• _The problem_:
Would you output the entries below only from the line containing "Target: freezer door" through the line containing "Target: sliding glass door", exactly as they stand and with both ends included?

(Data under study Opens)

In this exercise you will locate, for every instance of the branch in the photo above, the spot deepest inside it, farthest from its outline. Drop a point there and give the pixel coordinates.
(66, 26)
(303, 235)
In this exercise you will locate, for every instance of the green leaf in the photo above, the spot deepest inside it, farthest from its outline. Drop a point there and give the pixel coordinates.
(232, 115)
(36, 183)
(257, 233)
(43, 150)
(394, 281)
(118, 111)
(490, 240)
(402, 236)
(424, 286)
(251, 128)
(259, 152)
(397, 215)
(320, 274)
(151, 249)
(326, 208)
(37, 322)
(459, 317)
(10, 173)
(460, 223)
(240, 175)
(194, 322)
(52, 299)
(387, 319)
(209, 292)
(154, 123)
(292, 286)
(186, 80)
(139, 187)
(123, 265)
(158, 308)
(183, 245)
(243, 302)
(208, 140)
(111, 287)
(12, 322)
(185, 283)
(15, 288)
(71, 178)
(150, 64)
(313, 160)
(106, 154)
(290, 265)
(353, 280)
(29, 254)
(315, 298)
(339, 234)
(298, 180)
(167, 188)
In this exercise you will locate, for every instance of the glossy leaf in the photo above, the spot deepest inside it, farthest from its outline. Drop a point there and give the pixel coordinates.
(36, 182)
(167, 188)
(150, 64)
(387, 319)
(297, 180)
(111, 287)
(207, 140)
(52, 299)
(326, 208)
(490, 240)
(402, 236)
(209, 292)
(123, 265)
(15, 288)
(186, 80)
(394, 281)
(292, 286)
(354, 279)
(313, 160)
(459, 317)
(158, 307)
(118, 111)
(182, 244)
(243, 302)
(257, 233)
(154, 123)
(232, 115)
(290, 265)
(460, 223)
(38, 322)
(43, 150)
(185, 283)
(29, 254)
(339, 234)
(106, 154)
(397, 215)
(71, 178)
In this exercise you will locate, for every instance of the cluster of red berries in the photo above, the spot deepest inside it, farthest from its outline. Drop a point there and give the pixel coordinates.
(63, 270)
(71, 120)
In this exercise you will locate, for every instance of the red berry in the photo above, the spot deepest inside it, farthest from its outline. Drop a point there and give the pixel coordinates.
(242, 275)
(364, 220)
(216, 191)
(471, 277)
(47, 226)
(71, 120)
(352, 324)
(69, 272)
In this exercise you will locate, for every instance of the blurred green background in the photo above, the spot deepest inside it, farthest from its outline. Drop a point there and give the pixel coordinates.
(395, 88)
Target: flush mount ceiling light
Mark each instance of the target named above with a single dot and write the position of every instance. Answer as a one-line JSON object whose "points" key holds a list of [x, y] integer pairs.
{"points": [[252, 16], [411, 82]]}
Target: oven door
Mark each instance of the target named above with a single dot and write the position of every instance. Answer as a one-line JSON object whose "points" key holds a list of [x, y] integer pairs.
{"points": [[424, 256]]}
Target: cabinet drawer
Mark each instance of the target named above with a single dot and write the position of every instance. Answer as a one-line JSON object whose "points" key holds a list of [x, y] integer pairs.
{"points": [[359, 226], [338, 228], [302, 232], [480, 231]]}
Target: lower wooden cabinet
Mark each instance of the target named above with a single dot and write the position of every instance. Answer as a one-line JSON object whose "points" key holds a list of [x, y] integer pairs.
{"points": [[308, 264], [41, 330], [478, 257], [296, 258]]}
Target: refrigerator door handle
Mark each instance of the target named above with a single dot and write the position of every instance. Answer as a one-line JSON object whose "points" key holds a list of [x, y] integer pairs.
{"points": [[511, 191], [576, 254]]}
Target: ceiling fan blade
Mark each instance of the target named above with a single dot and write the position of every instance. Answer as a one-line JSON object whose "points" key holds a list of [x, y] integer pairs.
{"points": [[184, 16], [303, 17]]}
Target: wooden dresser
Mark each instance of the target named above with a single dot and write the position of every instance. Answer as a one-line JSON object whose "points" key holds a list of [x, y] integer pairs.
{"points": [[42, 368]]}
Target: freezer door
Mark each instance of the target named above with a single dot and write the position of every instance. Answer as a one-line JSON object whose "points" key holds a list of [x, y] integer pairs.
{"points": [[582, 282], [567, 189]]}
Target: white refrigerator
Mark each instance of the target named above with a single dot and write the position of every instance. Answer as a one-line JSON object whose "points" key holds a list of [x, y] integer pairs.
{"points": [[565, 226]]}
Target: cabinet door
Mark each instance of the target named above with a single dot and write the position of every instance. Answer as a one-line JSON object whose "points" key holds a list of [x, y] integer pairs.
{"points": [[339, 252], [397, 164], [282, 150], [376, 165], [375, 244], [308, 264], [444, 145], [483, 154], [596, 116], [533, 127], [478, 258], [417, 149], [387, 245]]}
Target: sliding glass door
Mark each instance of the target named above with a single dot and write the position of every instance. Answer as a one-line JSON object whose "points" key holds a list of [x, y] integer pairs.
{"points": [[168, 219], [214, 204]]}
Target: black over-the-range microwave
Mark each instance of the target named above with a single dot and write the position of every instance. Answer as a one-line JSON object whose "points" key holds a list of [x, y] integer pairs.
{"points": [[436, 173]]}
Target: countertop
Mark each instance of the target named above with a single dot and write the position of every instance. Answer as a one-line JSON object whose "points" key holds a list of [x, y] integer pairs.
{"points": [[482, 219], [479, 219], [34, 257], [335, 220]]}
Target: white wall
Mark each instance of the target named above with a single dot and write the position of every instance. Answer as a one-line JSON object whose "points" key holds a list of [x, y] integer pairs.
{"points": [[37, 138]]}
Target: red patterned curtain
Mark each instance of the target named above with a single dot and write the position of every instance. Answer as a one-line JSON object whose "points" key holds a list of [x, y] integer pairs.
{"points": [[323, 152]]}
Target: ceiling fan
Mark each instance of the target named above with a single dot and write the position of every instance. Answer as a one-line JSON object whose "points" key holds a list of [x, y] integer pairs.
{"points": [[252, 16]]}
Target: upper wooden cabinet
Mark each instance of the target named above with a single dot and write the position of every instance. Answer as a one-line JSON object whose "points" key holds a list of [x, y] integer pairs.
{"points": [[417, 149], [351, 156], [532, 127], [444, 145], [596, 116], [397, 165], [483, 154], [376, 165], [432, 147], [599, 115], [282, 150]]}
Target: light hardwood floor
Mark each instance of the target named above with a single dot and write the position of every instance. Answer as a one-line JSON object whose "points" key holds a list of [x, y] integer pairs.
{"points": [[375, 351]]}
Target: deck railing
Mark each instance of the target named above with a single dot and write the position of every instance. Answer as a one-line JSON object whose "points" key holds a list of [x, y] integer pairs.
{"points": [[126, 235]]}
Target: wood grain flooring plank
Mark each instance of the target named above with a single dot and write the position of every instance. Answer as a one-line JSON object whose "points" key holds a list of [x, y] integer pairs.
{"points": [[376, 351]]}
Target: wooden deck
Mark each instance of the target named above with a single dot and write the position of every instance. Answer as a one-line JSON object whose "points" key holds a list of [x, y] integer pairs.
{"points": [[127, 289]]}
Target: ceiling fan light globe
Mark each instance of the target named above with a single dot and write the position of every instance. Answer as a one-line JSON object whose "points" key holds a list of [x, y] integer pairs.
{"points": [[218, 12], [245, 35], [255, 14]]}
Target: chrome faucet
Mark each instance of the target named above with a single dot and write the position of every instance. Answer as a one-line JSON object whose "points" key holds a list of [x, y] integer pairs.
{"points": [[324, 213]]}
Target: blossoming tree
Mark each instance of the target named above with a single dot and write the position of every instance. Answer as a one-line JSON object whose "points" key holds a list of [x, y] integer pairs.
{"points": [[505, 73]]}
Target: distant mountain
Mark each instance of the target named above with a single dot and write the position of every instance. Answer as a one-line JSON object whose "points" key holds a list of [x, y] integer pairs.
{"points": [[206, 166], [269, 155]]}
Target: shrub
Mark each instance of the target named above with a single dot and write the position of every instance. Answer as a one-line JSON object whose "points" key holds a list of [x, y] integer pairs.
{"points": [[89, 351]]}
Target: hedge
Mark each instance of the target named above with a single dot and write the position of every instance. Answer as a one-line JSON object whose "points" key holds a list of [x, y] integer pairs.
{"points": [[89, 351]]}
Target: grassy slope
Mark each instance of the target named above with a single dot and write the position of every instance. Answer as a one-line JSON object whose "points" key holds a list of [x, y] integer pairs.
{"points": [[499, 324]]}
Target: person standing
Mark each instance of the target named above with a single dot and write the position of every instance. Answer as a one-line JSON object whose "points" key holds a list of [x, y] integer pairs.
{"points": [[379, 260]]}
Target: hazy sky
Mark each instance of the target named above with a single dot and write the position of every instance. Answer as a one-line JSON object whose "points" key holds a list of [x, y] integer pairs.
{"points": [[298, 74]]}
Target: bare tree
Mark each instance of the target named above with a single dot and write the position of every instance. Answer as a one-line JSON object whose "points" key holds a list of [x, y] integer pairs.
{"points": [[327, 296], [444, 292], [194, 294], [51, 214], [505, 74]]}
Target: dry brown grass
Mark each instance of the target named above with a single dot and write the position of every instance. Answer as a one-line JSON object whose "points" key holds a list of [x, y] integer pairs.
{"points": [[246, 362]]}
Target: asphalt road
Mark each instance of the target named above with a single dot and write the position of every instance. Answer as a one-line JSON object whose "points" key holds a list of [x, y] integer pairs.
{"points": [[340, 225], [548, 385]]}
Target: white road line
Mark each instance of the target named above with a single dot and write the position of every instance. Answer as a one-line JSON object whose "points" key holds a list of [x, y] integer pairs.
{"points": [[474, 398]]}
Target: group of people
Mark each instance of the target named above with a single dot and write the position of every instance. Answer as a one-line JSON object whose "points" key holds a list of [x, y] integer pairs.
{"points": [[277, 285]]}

(Data under study Closes)

• _Response to the exercise_:
Target: freezer door
Mark each instance of the target named above with a single dot and write the position of every instance. Answer as a one-line JSON object whose "points" key holds a list of [x, y] integer pairs.
{"points": [[582, 282], [567, 189]]}
Target: white refrigerator
Mark each instance of the target named above with a single dot and write the position of every instance. Answer as a one-line JSON object whose "points" key holds a list of [x, y] integer pairs.
{"points": [[565, 226]]}
Target: cabinet door
Mark each instance of the target named above with a single dot and write the position of every instance. Answer as a one-line JSON object whose "points" key holds a list of [x, y] integer pairs.
{"points": [[339, 252], [397, 164], [282, 150], [376, 165], [375, 244], [308, 264], [444, 145], [483, 154], [596, 116], [533, 127], [478, 258], [417, 149], [387, 245]]}
Target: sliding glass door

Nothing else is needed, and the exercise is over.